──────── Input material ────────

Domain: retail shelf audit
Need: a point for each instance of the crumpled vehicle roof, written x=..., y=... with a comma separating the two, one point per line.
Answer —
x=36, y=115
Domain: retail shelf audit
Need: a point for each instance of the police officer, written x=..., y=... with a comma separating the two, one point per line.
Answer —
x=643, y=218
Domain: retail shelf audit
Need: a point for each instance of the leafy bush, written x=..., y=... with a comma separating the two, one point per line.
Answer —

────────
──────── Input material ────────

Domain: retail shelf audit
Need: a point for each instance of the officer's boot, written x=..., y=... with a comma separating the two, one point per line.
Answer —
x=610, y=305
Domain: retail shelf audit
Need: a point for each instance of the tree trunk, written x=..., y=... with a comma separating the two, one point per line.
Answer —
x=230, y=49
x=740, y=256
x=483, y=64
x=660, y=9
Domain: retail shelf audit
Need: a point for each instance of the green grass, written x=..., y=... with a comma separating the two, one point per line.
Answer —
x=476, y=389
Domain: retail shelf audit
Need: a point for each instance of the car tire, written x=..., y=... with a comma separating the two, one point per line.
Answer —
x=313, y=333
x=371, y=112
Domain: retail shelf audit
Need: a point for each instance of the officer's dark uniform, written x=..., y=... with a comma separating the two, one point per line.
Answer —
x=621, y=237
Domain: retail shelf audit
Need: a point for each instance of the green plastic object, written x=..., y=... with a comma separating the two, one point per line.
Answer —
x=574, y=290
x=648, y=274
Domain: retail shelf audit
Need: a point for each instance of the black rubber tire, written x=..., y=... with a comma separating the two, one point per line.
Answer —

────────
──────── Input material ────────

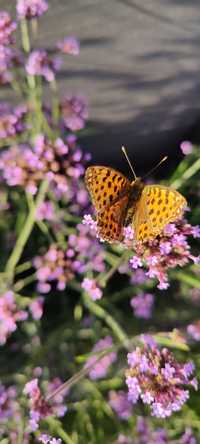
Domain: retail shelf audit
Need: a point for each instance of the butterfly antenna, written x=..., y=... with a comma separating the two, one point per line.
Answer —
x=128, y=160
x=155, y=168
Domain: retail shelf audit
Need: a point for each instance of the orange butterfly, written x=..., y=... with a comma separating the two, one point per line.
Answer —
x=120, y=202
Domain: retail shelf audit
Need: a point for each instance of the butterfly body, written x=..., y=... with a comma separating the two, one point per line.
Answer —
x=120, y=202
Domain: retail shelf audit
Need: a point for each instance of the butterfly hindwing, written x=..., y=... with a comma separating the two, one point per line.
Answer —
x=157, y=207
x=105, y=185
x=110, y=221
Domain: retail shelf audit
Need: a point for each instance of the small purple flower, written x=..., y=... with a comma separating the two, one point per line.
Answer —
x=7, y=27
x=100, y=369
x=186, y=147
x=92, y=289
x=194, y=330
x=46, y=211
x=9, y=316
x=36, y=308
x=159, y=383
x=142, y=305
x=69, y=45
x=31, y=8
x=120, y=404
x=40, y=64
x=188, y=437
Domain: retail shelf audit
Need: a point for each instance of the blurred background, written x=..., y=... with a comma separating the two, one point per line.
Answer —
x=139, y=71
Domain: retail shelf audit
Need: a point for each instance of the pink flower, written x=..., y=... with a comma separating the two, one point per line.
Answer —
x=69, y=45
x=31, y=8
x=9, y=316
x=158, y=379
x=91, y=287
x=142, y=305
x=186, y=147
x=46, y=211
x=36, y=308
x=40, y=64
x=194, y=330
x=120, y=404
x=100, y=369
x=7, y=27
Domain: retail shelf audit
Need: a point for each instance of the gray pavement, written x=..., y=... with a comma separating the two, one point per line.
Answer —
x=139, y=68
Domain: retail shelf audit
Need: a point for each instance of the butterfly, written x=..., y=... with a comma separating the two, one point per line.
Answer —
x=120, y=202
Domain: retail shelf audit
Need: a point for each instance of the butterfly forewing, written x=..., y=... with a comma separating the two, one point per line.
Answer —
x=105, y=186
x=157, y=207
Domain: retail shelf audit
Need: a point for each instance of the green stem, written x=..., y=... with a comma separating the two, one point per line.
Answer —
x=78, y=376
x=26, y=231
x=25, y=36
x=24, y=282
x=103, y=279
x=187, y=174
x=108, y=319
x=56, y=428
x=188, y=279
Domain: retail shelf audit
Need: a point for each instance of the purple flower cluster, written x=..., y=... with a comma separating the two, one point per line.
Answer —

────────

> **The request**
Gather every line in the entries above that contains the word "purple" and copy each one out. Case counts.

> **Task answer**
Need: a point for each instance of the small purple flower, written x=..., y=... with a comma separating the two, one point per line.
Need: a point for each instance of the purple flower cluster, written x=..., y=... with a comma separating the two, one point per line.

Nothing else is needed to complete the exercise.